Excerpted records:
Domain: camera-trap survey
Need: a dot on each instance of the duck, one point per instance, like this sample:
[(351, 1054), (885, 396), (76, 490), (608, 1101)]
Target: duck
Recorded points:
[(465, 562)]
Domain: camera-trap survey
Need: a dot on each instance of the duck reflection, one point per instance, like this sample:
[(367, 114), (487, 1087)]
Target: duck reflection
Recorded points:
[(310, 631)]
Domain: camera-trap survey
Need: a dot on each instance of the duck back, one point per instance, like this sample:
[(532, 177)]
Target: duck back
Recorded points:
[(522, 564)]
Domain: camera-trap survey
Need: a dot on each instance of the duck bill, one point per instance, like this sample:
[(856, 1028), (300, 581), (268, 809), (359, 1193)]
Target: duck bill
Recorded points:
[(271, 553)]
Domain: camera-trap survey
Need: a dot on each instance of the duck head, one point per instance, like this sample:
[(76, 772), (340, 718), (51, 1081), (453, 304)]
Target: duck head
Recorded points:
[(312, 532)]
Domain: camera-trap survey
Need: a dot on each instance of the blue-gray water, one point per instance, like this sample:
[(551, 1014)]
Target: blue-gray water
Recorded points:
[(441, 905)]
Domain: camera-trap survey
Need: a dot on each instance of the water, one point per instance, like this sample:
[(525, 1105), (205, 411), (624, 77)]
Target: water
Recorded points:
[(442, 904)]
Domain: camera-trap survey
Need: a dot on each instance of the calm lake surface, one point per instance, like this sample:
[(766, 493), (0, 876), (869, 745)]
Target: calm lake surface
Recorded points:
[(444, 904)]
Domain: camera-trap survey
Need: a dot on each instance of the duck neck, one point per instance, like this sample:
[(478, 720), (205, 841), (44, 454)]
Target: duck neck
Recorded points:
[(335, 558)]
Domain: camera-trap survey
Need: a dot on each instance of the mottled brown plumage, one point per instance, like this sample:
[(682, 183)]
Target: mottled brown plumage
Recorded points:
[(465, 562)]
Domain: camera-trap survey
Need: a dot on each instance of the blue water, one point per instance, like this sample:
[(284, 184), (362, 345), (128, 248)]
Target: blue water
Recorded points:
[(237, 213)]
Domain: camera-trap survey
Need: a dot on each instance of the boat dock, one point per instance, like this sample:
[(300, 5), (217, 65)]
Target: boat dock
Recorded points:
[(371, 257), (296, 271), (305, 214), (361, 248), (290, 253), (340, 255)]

What to do: Rewrite every row above with "camera-trap survey" changed to "wildlife survey" and leave everything else as it is.

The solution:
Domain: wildlife survey
Need: a dot on each instance of the duck, one point per instance, like this sample:
[(351, 1054), (885, 396), (76, 490), (608, 1101)]
Target: duck
Recorded points:
[(465, 562)]
Domain: wildlife survey
Need: a dot on each instance of the duck reflection, one point per instance, like this sample:
[(367, 114), (487, 1087)]
Target: duck reflection
Recorded points:
[(310, 631)]
Domain: wildlife survey
Need: a dot on each instance of the duck back, one point per instance, like this sample:
[(532, 177)]
Target: duck back
Recorded points:
[(522, 564)]
Domain: wildlife survey
Need: a dot on each instance of the duck bill, one point per instance, like this sample:
[(856, 1028), (300, 581), (268, 809), (359, 1193)]
Target: duck bill
Recorded points:
[(271, 553)]
Domain: wildlife survey
Need: a dot on each instance of the duck head, one point per instance, like this sample:
[(76, 772), (340, 718), (51, 1081), (453, 304)]
Target: duck head
Recorded points:
[(312, 532)]
Domain: wildlife survey
Need: a dot on each instance of the blue-gray water, one point per instance, like this sample:
[(551, 1014)]
Target: blue-gray water
Recorded points:
[(441, 905)]
Domain: wildlife survey
Need: a dot on each instance of the water, one point per instance, like this sample:
[(525, 1105), (205, 411), (624, 77)]
Target: water
Recorded points:
[(442, 904)]
Domain: wildlife survey
Need: a dot on each instance of the calm lake surface, one point per instance, like this sample:
[(766, 493), (0, 876), (869, 745)]
Target: calm lake surface
Recorded points:
[(444, 904)]
Domain: wildlife survey
Need: a dot on each instance of the duck neck, one point per instance, like this sample:
[(478, 720), (205, 841), (44, 454)]
Target: duck neck
Recorded points:
[(335, 558)]
Domain: wildlife survey
Need: a dot on each instance of the mottled brown plumage, one point per instance, like this sample:
[(682, 183)]
Target: mottled brown plumage
Recorded points:
[(465, 562)]
Domain: wildlife survey
Need: a dot on each instance of the blue water, one point per instance, like this sample:
[(284, 184), (362, 345), (128, 248)]
Target: blue water
Recorded points:
[(237, 213)]
Domain: wildlife survey
Need: a dot on each instance of the boat dock, one point per instance, like this sample:
[(300, 5), (217, 65)]
Target: boat dock
Recorded points:
[(371, 257), (296, 271), (305, 214), (361, 248), (290, 253), (340, 255)]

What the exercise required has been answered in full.